Set problem: Can you copy every one of the records below word for word, leaving the picture out of your reply?

⟨

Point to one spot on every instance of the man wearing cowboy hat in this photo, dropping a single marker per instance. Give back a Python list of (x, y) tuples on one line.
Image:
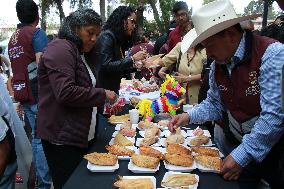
[(181, 15), (244, 91)]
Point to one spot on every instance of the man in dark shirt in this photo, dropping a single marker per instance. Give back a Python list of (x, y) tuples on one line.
[(181, 15)]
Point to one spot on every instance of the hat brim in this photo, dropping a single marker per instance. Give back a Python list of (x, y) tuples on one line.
[(191, 39)]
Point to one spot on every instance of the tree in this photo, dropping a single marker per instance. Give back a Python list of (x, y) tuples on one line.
[(81, 3), (165, 7), (103, 10), (207, 1), (45, 6), (257, 7)]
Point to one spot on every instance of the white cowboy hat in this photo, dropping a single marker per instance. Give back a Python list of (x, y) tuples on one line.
[(211, 19)]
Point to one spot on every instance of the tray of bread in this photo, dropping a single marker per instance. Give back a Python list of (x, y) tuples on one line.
[(197, 132), (180, 180), (174, 138), (125, 125), (122, 152), (151, 141), (137, 182), (201, 140), (208, 159), (143, 164), (157, 152), (121, 140), (179, 158), (102, 162), (118, 119)]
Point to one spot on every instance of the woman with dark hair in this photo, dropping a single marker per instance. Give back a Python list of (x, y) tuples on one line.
[(188, 67), (67, 94), (109, 52)]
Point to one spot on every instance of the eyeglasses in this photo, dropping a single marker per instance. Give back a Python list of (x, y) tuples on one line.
[(182, 14), (132, 21)]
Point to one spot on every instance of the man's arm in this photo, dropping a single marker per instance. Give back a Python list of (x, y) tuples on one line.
[(4, 155), (39, 43), (211, 108), (269, 127)]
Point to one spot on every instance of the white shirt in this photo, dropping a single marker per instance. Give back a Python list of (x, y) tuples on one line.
[(94, 114)]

⟩

Exercise result:
Point to one spot on every instance of the man wearing cowboy hat in this photo, dropping a single marker per instance. Give back a Python list of (x, y) tuples on one line.
Image:
[(181, 15), (244, 91)]
Point to one spot on every instance of the man in dark shirt in this photo, dropping a single marker per instance. Give back a Python list of (x, y) tuples on one line.
[(181, 15)]
Point to one spot on every instance of the hat brim in this photo, dropping a single marker per instance. Give back a Python list of (x, y) tuples on one line.
[(191, 39)]
Point to one spot on every instance of the tree in this photo, dropping a single marker per instance. Give back a Python list of (x, y) tuples on one line.
[(81, 3), (165, 7), (103, 10), (207, 1), (45, 6), (257, 7)]
Point to one spot on every instance of the white cowboy hat in this photo, dropping a single marker per instance. Give back a Python list of (x, y) tuples on one line.
[(211, 19)]
Point to one spot on every instance of the tray of bread in this photo, dropping a single marker per instance. Give back a Python list of (x, y) tuples on one line.
[(197, 132), (180, 180), (174, 138), (125, 125), (122, 152), (151, 141), (137, 182), (201, 140), (208, 159), (143, 164), (157, 152), (121, 140), (179, 158), (102, 162), (118, 119)]
Point to one spot on every instance of the woman with dark hair in this photo, dropping a single marker per instance. Give back a Python list of (x, y) tuples on one line.
[(188, 67), (67, 94), (109, 52)]
Point to one spot on every instance of the eyeglasses in this photo, dropping a single marker per instance. Give back a Python list of (x, y) tuples on one line.
[(182, 14), (132, 21)]
Point to one spot on every instance of the man's arm in this photo, dropping a single marker per instance. Give back a Python list of (x, y) tuples on one line.
[(4, 155), (39, 43), (211, 108), (269, 127)]
Point to one spot on every instance of the white shirt in this photo, dropping a single marker per instance. Give back a Python list of (x, y) tuples on one line.
[(94, 114)]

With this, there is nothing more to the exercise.